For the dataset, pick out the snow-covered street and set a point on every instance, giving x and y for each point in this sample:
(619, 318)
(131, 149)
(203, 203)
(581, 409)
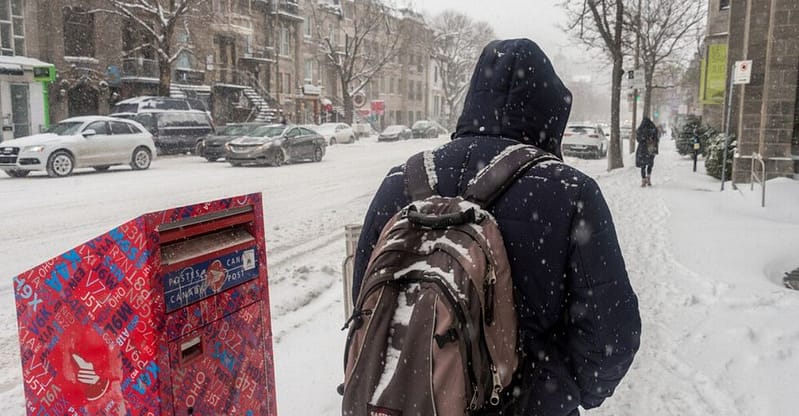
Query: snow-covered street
(719, 333)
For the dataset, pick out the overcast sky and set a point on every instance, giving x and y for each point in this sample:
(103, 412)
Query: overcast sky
(539, 20)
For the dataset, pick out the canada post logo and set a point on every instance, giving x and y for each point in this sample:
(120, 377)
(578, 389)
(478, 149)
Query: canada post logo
(199, 281)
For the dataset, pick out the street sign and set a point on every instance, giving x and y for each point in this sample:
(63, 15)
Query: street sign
(635, 79)
(742, 73)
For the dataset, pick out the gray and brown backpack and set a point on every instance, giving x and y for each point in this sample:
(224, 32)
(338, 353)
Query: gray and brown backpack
(434, 329)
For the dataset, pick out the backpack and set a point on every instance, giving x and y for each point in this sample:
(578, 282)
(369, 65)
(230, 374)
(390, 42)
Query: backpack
(434, 328)
(652, 145)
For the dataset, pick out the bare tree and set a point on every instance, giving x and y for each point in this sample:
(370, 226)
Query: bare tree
(156, 20)
(599, 25)
(456, 44)
(373, 35)
(666, 29)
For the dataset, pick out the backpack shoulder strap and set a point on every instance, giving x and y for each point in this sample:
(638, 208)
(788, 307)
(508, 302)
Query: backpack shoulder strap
(420, 176)
(510, 164)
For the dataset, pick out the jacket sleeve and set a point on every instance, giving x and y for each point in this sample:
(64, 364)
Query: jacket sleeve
(603, 326)
(388, 200)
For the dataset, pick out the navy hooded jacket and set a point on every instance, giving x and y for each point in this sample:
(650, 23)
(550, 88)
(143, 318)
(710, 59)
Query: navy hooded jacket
(578, 314)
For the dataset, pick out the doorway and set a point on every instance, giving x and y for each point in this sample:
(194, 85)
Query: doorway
(20, 110)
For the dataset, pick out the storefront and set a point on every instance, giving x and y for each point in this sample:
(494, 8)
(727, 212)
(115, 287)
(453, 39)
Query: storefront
(24, 96)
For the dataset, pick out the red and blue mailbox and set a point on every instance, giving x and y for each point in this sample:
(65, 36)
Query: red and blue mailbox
(167, 315)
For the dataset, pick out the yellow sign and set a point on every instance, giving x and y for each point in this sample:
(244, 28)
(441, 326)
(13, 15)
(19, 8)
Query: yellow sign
(715, 74)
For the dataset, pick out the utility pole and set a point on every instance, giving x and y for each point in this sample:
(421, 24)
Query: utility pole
(633, 132)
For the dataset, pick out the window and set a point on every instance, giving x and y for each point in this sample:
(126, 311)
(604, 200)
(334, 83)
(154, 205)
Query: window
(308, 71)
(99, 127)
(12, 28)
(78, 32)
(284, 42)
(118, 127)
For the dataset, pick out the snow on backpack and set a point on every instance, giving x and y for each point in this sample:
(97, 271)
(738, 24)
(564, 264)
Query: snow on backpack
(434, 329)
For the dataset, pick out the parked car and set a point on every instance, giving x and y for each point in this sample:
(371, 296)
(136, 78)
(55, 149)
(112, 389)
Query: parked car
(427, 129)
(336, 133)
(212, 146)
(395, 132)
(79, 142)
(176, 131)
(275, 145)
(362, 129)
(130, 107)
(584, 140)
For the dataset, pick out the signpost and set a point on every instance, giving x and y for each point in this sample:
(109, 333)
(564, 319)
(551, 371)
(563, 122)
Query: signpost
(742, 74)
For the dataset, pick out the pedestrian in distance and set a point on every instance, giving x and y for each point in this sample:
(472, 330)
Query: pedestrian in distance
(576, 325)
(648, 138)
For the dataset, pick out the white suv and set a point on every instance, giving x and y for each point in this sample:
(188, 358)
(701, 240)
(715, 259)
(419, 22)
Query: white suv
(91, 141)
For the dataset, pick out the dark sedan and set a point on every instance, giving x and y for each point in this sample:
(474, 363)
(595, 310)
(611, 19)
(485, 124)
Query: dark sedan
(394, 133)
(275, 145)
(427, 129)
(212, 147)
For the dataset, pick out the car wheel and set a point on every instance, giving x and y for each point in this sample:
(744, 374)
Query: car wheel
(60, 164)
(141, 159)
(16, 173)
(278, 159)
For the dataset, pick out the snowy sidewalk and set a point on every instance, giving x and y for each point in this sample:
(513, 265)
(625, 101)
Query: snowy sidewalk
(718, 327)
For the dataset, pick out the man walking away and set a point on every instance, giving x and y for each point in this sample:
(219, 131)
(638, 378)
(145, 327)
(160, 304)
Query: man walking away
(578, 319)
(648, 140)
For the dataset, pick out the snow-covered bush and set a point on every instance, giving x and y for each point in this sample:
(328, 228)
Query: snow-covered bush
(715, 154)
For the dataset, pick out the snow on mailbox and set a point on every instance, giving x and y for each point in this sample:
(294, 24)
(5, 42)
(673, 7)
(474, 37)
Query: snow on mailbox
(166, 315)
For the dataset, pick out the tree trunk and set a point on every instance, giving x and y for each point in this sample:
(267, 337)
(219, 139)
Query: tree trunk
(648, 76)
(347, 102)
(164, 77)
(633, 130)
(615, 159)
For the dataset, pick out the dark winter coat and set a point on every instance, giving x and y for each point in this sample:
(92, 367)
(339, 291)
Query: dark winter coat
(579, 318)
(646, 131)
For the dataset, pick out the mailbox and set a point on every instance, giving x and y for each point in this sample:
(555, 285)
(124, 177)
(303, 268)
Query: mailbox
(167, 314)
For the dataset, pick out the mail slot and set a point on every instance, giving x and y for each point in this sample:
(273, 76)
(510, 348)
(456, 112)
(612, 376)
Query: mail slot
(167, 314)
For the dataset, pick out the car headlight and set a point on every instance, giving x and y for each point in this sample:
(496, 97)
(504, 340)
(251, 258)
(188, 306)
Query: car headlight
(35, 149)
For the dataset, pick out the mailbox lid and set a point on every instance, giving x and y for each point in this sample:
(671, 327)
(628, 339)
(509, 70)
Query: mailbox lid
(222, 367)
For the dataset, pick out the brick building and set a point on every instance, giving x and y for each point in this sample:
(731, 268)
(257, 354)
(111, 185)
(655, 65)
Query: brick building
(765, 112)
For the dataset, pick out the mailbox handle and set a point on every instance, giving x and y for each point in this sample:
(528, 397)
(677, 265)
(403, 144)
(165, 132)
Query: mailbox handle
(191, 349)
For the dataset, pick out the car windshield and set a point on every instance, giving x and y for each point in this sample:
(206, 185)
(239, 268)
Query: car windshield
(580, 129)
(393, 129)
(267, 131)
(66, 128)
(237, 130)
(326, 128)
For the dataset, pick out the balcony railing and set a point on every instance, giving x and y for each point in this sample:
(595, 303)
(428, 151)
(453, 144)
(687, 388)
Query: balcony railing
(148, 69)
(139, 68)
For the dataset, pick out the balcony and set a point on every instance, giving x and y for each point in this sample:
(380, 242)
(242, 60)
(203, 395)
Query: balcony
(264, 55)
(139, 68)
(289, 9)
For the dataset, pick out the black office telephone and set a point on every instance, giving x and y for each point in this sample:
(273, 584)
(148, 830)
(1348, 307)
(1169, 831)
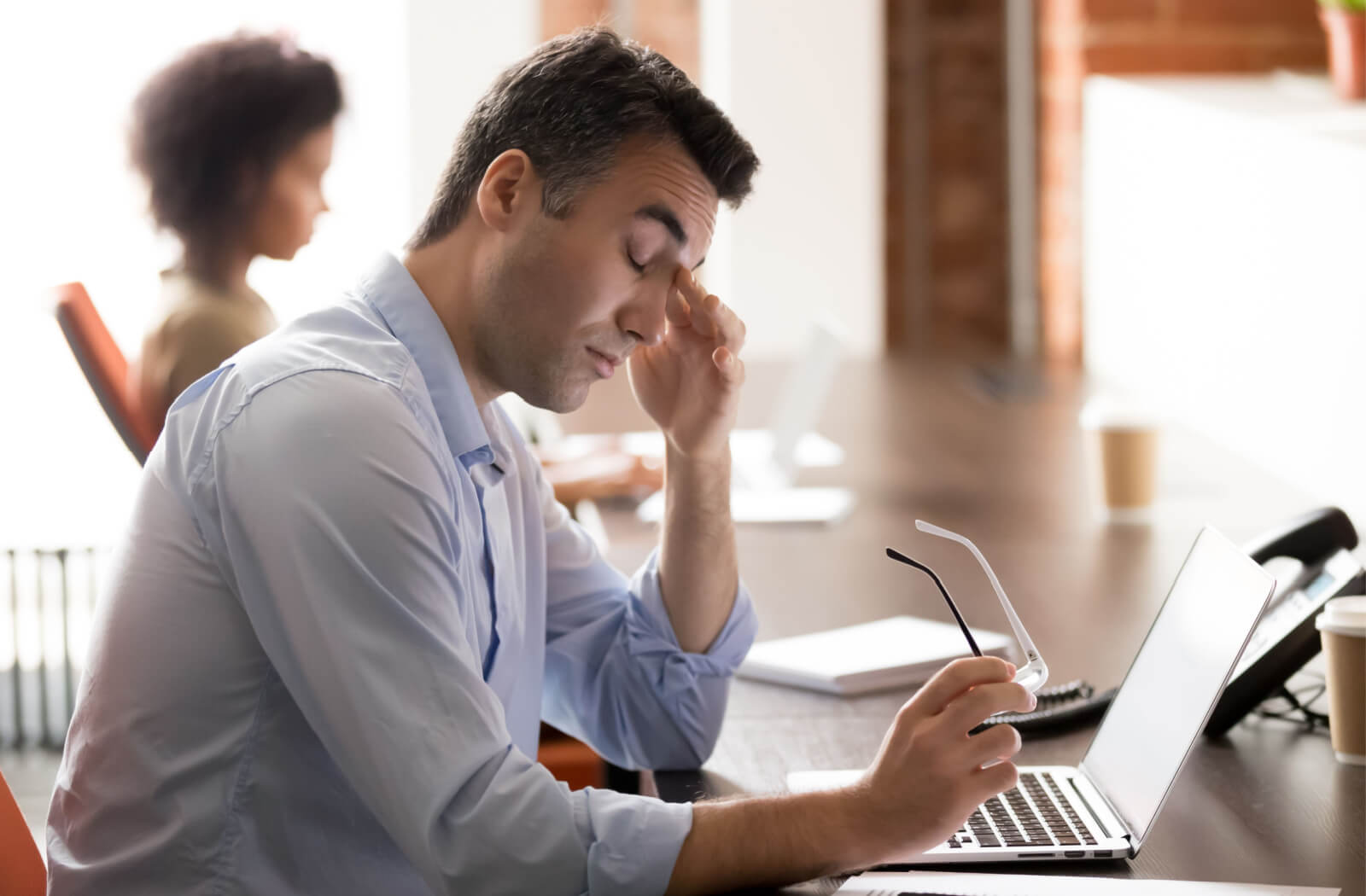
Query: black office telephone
(1311, 557)
(1311, 561)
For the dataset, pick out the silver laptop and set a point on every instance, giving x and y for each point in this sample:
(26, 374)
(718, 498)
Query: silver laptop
(1106, 806)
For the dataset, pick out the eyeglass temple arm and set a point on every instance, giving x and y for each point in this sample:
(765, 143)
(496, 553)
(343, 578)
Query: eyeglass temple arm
(1026, 643)
(972, 643)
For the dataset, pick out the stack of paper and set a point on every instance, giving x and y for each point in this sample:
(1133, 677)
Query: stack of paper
(892, 652)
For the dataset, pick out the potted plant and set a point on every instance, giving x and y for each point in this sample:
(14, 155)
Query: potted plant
(1345, 22)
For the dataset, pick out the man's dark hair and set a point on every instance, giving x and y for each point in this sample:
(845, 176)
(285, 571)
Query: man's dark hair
(570, 106)
(219, 111)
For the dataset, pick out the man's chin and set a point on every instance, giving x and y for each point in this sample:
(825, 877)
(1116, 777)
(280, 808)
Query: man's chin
(560, 402)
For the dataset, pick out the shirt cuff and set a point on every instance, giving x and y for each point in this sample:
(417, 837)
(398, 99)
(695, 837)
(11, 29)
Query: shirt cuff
(634, 841)
(652, 632)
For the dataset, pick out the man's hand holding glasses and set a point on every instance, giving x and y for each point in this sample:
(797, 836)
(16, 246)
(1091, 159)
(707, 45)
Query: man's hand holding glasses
(931, 773)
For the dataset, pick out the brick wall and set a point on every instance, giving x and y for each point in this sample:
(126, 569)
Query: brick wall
(967, 184)
(1083, 38)
(947, 238)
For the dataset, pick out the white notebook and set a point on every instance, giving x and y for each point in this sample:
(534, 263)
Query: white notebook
(887, 653)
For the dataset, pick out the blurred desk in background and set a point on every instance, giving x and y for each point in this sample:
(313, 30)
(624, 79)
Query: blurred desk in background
(996, 455)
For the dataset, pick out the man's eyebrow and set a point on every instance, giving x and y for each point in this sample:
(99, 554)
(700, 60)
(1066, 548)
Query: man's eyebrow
(664, 215)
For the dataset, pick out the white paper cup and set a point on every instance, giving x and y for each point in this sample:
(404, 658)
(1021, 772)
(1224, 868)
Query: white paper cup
(1342, 627)
(1124, 444)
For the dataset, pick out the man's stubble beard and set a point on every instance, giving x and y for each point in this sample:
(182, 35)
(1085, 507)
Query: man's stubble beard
(540, 375)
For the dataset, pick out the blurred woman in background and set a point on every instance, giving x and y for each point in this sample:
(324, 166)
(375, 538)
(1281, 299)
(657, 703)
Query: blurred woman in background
(232, 138)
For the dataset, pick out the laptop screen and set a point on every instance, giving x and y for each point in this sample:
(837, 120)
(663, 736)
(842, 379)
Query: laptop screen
(1176, 678)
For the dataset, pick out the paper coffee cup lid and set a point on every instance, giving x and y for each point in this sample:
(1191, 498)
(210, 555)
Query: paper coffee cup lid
(1345, 615)
(1112, 413)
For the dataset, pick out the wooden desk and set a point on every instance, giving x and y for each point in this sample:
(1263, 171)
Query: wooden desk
(1268, 803)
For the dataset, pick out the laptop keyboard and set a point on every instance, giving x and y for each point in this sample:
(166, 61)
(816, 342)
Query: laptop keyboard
(1033, 814)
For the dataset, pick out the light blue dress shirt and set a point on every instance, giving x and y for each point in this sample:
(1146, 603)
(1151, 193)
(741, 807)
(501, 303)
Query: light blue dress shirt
(345, 604)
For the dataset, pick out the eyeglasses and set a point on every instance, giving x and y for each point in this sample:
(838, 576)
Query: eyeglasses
(1036, 671)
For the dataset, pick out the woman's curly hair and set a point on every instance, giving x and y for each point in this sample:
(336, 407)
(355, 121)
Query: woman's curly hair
(222, 111)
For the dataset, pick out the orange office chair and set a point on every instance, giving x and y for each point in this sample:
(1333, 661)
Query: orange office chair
(20, 864)
(104, 366)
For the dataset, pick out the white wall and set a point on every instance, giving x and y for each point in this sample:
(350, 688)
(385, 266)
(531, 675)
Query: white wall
(73, 209)
(1224, 254)
(803, 81)
(455, 49)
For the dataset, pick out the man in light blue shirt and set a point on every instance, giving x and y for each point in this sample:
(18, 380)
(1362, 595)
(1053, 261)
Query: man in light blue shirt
(347, 597)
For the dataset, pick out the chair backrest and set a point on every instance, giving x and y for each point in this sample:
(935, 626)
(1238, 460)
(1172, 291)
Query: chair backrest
(104, 368)
(22, 871)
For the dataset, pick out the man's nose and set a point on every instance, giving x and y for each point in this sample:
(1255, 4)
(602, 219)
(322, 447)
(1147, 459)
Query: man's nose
(644, 317)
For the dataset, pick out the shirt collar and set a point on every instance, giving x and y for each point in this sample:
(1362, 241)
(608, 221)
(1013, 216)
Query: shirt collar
(396, 298)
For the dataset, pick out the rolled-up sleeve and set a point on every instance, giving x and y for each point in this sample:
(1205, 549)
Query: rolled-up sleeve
(336, 532)
(616, 677)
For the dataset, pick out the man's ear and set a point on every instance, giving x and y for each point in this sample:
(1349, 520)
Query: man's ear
(510, 189)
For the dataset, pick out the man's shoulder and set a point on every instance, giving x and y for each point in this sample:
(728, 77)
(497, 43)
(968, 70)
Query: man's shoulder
(332, 369)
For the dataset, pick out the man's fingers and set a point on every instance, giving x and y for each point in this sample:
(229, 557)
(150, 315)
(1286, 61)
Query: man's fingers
(728, 324)
(730, 366)
(997, 742)
(970, 709)
(676, 311)
(996, 779)
(696, 298)
(954, 679)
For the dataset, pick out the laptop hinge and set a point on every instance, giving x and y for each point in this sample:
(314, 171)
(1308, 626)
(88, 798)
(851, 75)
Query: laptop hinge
(1124, 829)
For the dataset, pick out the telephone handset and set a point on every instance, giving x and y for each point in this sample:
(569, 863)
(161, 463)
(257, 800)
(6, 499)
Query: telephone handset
(1311, 557)
(1311, 561)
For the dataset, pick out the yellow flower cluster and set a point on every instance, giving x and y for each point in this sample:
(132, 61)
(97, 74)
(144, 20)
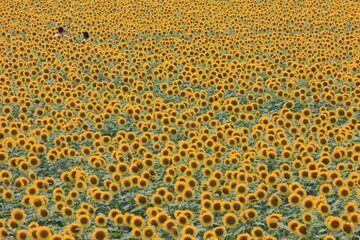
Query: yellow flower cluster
(180, 119)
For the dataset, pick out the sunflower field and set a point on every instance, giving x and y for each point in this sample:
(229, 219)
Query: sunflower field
(180, 119)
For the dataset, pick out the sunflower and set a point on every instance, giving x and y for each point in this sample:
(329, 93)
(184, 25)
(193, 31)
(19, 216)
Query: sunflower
(301, 230)
(293, 225)
(137, 222)
(84, 220)
(190, 230)
(308, 203)
(257, 233)
(18, 215)
(207, 219)
(294, 199)
(307, 217)
(325, 189)
(344, 192)
(74, 229)
(348, 228)
(230, 220)
(334, 223)
(244, 236)
(21, 235)
(67, 212)
(43, 233)
(220, 231)
(274, 201)
(351, 207)
(43, 213)
(100, 234)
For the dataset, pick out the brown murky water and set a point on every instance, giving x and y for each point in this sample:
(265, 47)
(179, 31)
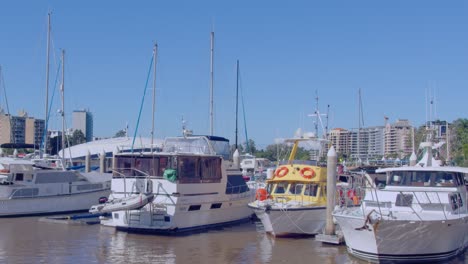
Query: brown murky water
(28, 240)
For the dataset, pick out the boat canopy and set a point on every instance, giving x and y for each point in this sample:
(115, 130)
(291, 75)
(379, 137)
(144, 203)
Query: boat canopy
(208, 145)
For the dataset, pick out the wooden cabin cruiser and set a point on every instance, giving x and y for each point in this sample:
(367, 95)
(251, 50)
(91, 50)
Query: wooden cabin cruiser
(26, 189)
(190, 183)
(420, 215)
(294, 201)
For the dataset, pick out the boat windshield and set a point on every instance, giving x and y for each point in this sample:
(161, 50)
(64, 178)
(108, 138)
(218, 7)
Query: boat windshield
(299, 162)
(198, 145)
(424, 178)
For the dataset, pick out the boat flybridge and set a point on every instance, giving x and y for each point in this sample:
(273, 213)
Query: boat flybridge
(294, 201)
(419, 215)
(189, 185)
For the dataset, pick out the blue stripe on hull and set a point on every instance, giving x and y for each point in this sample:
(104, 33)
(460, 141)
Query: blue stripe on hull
(181, 231)
(404, 258)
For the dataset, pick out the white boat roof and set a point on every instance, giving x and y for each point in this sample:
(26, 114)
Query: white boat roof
(419, 168)
(7, 160)
(109, 145)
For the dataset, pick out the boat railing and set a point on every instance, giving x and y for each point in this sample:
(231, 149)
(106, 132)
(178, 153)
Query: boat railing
(132, 173)
(416, 202)
(242, 191)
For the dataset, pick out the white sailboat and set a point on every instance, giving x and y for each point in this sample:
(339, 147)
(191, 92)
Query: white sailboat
(42, 186)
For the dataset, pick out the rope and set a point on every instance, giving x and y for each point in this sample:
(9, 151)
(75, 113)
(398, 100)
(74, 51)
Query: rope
(44, 135)
(142, 101)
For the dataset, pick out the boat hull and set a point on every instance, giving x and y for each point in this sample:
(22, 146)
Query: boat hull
(50, 204)
(291, 221)
(403, 240)
(177, 219)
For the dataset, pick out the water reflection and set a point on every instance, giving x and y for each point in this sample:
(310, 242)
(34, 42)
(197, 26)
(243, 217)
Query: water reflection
(27, 240)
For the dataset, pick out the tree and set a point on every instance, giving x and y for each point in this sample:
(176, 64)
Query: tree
(77, 138)
(251, 148)
(120, 133)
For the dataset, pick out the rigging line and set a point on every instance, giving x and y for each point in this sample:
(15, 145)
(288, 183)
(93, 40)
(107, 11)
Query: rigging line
(44, 135)
(142, 101)
(362, 110)
(2, 80)
(243, 112)
(68, 144)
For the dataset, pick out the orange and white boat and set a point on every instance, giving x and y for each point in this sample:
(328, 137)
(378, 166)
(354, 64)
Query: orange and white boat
(294, 200)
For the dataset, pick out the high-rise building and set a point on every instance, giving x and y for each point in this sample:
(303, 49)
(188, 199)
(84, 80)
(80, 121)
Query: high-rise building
(83, 120)
(391, 140)
(21, 129)
(398, 139)
(34, 132)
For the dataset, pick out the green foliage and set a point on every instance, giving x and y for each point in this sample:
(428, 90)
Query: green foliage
(77, 138)
(120, 133)
(459, 141)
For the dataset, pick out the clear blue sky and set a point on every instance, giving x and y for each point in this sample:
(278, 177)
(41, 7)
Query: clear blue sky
(394, 51)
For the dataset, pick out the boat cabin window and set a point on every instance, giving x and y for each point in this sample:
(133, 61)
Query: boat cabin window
(19, 177)
(194, 169)
(311, 190)
(187, 168)
(295, 188)
(141, 166)
(423, 178)
(28, 177)
(281, 187)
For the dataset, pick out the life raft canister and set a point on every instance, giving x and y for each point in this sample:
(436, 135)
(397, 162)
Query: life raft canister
(307, 173)
(261, 194)
(281, 172)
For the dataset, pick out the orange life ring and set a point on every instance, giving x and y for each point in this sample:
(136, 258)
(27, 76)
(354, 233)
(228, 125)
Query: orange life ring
(307, 173)
(281, 172)
(261, 194)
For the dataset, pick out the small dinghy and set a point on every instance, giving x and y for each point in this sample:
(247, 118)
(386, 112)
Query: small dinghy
(122, 204)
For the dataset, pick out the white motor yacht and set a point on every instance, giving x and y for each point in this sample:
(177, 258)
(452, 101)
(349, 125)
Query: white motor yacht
(419, 215)
(190, 183)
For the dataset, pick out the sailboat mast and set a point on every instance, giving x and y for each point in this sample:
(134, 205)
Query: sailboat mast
(63, 105)
(316, 113)
(47, 83)
(155, 52)
(359, 129)
(237, 98)
(211, 82)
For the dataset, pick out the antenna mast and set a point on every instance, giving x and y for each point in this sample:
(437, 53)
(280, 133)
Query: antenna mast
(63, 106)
(47, 84)
(237, 98)
(155, 52)
(211, 82)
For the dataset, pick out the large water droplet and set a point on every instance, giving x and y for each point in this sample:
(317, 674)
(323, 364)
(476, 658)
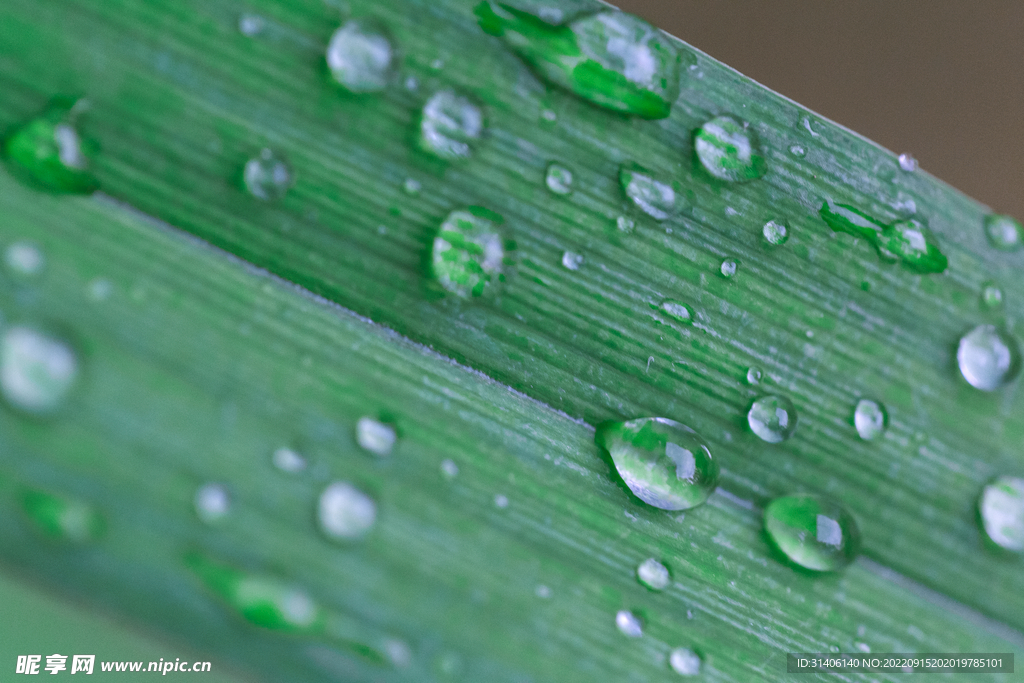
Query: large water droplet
(345, 512)
(1001, 508)
(1004, 232)
(359, 56)
(62, 517)
(653, 574)
(772, 418)
(37, 370)
(450, 125)
(468, 251)
(729, 150)
(656, 199)
(814, 532)
(267, 176)
(664, 463)
(609, 58)
(988, 357)
(48, 154)
(869, 419)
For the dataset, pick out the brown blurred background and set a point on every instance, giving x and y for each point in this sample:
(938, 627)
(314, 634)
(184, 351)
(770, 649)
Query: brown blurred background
(940, 79)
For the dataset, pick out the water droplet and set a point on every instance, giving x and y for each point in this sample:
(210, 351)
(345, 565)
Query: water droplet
(988, 357)
(653, 574)
(345, 512)
(359, 56)
(870, 419)
(37, 370)
(62, 517)
(264, 601)
(814, 532)
(1004, 232)
(571, 260)
(666, 464)
(657, 200)
(25, 258)
(775, 232)
(468, 252)
(907, 163)
(267, 176)
(629, 624)
(289, 461)
(772, 418)
(678, 310)
(684, 662)
(558, 179)
(375, 436)
(1001, 508)
(609, 58)
(729, 151)
(212, 503)
(449, 125)
(48, 154)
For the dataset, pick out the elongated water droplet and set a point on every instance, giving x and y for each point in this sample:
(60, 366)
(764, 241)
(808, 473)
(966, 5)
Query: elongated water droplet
(629, 624)
(345, 512)
(664, 463)
(62, 517)
(1004, 232)
(1001, 508)
(684, 662)
(37, 370)
(48, 154)
(267, 176)
(870, 419)
(375, 436)
(656, 199)
(450, 124)
(359, 56)
(609, 58)
(729, 150)
(772, 418)
(265, 601)
(653, 574)
(468, 251)
(814, 532)
(988, 357)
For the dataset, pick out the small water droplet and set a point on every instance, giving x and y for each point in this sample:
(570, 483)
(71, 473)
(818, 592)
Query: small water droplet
(870, 419)
(267, 176)
(772, 418)
(907, 163)
(359, 56)
(653, 574)
(450, 124)
(666, 464)
(775, 232)
(25, 258)
(345, 512)
(1001, 508)
(212, 503)
(988, 357)
(37, 370)
(1004, 232)
(559, 179)
(609, 58)
(729, 151)
(571, 260)
(629, 624)
(814, 532)
(62, 517)
(684, 662)
(375, 436)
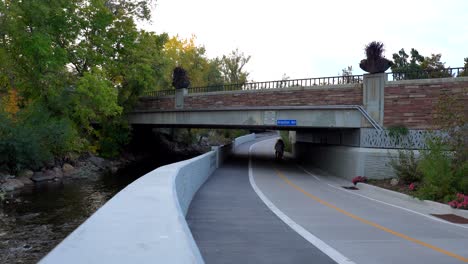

### Your instructions
Select every line in the records above that contains the string "cruiser", counting only matches with the same uppercase and lowercase letters.

### Response to this exercise
For the dataset, pick out the wooden cabin cruiser and set a point on every instance, giving x and y for each point in this sample:
Query: wooden cabin cruiser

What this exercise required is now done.